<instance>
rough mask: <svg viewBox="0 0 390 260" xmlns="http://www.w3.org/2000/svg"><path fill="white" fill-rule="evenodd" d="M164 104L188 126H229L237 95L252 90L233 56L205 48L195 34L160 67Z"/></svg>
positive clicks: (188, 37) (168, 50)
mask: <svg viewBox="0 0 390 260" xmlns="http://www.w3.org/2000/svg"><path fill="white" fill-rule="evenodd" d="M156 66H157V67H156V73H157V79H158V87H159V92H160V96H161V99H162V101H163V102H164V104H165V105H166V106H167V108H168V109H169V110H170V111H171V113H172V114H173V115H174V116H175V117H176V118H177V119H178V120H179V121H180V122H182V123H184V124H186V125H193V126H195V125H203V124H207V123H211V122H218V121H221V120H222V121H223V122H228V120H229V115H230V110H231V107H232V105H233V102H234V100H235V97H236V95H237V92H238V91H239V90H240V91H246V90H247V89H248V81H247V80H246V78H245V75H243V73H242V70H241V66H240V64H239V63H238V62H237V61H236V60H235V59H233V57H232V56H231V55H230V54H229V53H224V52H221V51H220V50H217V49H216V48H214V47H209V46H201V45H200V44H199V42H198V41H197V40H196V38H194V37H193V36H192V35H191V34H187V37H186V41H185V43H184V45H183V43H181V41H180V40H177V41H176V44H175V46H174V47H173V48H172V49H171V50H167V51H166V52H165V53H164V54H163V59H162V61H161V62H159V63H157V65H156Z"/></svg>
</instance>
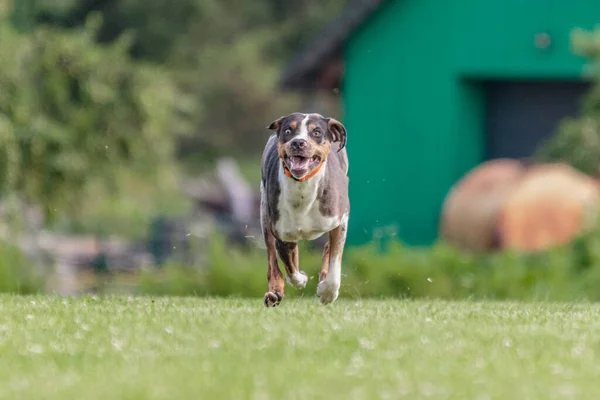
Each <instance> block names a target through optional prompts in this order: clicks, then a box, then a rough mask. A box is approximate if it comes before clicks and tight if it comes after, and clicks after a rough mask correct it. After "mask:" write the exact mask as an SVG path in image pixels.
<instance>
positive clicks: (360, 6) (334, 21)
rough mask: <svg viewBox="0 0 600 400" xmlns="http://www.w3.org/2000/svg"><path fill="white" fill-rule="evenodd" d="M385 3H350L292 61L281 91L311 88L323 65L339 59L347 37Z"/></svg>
mask: <svg viewBox="0 0 600 400" xmlns="http://www.w3.org/2000/svg"><path fill="white" fill-rule="evenodd" d="M386 1H388V0H350V1H349V3H348V5H347V6H346V7H345V8H344V10H342V12H341V13H340V15H339V16H338V17H337V18H335V19H334V20H333V21H332V22H331V23H330V24H329V25H328V26H327V28H325V29H324V30H323V31H322V32H320V34H319V35H317V37H316V38H315V39H314V40H313V41H312V42H311V43H309V44H308V46H306V47H305V48H304V49H302V50H301V51H300V52H299V53H298V54H296V56H294V57H293V58H292V60H291V61H290V62H289V63H288V66H287V67H286V69H285V70H284V72H283V75H282V77H281V86H282V87H283V88H284V89H298V88H306V87H310V86H312V82H314V81H315V79H316V77H317V75H318V74H319V72H320V71H321V70H322V69H323V68H324V67H325V65H326V64H327V63H329V62H331V61H334V60H336V59H338V58H339V57H340V55H341V52H342V49H343V46H344V43H345V42H346V40H347V39H348V37H349V36H350V35H351V33H352V32H353V31H354V30H355V29H357V28H358V27H359V26H360V25H361V24H362V23H363V22H364V21H365V20H367V18H369V16H371V15H372V14H373V13H374V12H375V11H376V10H377V9H378V8H379V7H380V6H381V5H382V4H383V3H385V2H386Z"/></svg>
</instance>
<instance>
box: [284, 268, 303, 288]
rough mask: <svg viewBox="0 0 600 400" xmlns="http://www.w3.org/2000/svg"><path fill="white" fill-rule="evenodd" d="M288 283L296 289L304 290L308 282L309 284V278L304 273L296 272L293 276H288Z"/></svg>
mask: <svg viewBox="0 0 600 400" xmlns="http://www.w3.org/2000/svg"><path fill="white" fill-rule="evenodd" d="M286 278H287V281H288V283H289V284H290V285H292V286H293V287H294V288H296V289H304V288H305V287H306V282H308V276H306V274H305V273H304V272H302V271H298V272H295V273H294V274H293V275H292V276H288V275H286Z"/></svg>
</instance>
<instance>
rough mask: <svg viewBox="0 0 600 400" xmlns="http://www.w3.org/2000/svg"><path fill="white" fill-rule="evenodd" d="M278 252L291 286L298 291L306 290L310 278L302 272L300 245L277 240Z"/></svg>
mask: <svg viewBox="0 0 600 400" xmlns="http://www.w3.org/2000/svg"><path fill="white" fill-rule="evenodd" d="M275 243H276V247H277V252H278V253H279V258H281V261H282V262H283V265H284V266H285V272H286V278H287V281H288V283H289V284H290V285H292V286H293V287H295V288H296V289H304V288H305V287H306V282H308V277H307V276H306V274H305V273H304V272H302V271H300V264H299V260H298V243H294V242H282V241H280V240H276V242H275Z"/></svg>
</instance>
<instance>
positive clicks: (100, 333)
mask: <svg viewBox="0 0 600 400" xmlns="http://www.w3.org/2000/svg"><path fill="white" fill-rule="evenodd" d="M599 356H600V306H597V305H590V304H583V303H579V304H558V303H553V304H549V303H506V302H498V303H494V302H442V301H399V300H393V301H392V300H390V301H383V300H381V301H376V300H362V301H349V300H338V301H337V302H336V303H334V305H333V306H329V307H323V306H321V305H320V304H319V303H318V301H317V300H316V299H298V300H289V301H288V300H284V302H283V303H282V306H281V307H278V308H274V309H266V308H264V307H263V306H262V298H256V299H253V300H235V299H227V300H225V299H196V298H156V299H151V298H129V299H128V298H127V297H111V298H93V297H84V298H58V297H18V296H1V297H0V359H1V362H0V388H1V390H0V398H6V399H17V398H18V399H183V398H189V399H192V398H193V399H378V398H382V399H397V398H410V399H420V398H432V399H480V400H483V399H511V400H514V399H563V398H564V399H584V398H585V399H597V398H600V385H599V384H598V382H599V379H600V357H599Z"/></svg>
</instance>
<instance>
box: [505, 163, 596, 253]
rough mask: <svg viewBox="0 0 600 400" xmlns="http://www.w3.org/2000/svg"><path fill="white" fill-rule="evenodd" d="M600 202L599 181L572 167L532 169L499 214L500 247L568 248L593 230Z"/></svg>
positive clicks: (565, 164)
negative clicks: (562, 246)
mask: <svg viewBox="0 0 600 400" xmlns="http://www.w3.org/2000/svg"><path fill="white" fill-rule="evenodd" d="M599 200H600V192H599V190H598V183H597V182H596V180H594V179H593V178H591V177H589V176H587V175H585V174H583V173H581V172H579V171H577V170H575V169H574V168H572V167H570V166H569V165H566V164H560V163H556V164H543V165H538V166H535V167H532V168H531V169H530V170H529V171H528V172H527V174H526V175H525V176H524V177H523V179H522V181H521V182H520V184H519V185H518V186H517V187H516V188H515V190H514V191H512V193H511V194H510V196H509V198H508V199H507V200H506V202H505V203H504V206H503V208H502V210H501V212H500V215H499V219H498V236H499V240H500V243H501V247H502V248H510V249H514V250H519V251H529V252H536V251H540V250H543V249H546V248H548V247H552V246H557V245H562V244H566V243H568V242H570V241H571V240H572V239H574V238H575V237H576V236H577V235H579V234H581V233H582V232H583V231H584V230H586V229H588V228H590V227H593V226H594V224H595V223H596V212H597V207H598V202H599Z"/></svg>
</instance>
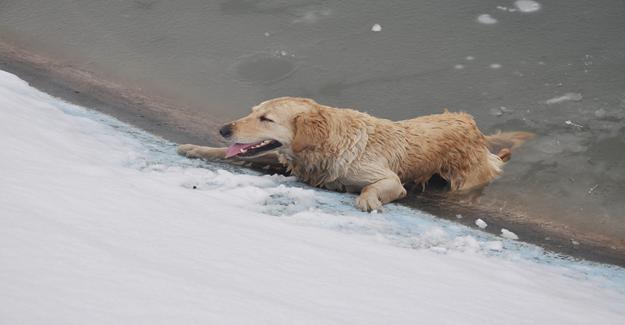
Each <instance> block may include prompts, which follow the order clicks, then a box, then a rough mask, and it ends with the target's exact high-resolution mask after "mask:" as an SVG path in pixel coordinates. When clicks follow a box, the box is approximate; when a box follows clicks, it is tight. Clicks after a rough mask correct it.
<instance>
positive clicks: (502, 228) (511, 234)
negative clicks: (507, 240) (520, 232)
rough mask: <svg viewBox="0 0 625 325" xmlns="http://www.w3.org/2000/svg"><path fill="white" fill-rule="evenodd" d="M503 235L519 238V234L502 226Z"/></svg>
mask: <svg viewBox="0 0 625 325" xmlns="http://www.w3.org/2000/svg"><path fill="white" fill-rule="evenodd" d="M501 237H503V238H506V239H513V240H517V239H519V236H517V235H516V234H515V233H513V232H512V231H510V230H508V229H506V228H501Z"/></svg>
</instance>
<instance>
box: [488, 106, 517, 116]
mask: <svg viewBox="0 0 625 325" xmlns="http://www.w3.org/2000/svg"><path fill="white" fill-rule="evenodd" d="M512 112H514V109H512V108H508V107H506V106H499V107H493V108H491V109H490V110H489V113H490V114H491V115H494V116H501V115H503V114H504V113H512Z"/></svg>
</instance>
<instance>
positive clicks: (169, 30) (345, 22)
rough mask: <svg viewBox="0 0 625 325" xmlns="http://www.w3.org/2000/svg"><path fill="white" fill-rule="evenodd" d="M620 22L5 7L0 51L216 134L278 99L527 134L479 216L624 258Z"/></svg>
---
● **Problem description**: Starting at the beginning of the records and ending at the line containing "positive clicks: (188, 37) (168, 50)", write those lines out again, swapping "rough" for "coarse" and leaving everything else unchanged.

● **Response**:
<instance>
coarse mask: <svg viewBox="0 0 390 260" xmlns="http://www.w3.org/2000/svg"><path fill="white" fill-rule="evenodd" d="M164 104L188 126H229L237 95L252 90L233 56L205 48L195 34L160 67Z"/></svg>
positive clicks: (188, 37) (168, 50)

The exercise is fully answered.